Give the records below as a Markdown table with two columns, Row and Record line, putting each line in its own row and skipping blank lines. Leave the pictures out of the table.

## RECORD LIST

• • • • • • •

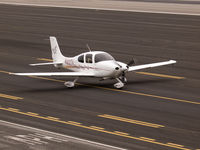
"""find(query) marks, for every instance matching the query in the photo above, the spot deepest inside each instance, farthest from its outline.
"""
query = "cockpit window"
(89, 58)
(81, 58)
(103, 57)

• • • • • • •

## TASK RESPONSE
| Row | Record line |
|---|---|
| 1 | """find(query) marks, for every instance matching the query in the photo above, the spot deepest inside each instance, farthest from its outline. |
| 2 | """ |
| 3 | query = "cockpit window" |
| 4 | (89, 58) |
| 5 | (81, 58) |
| 6 | (103, 57) |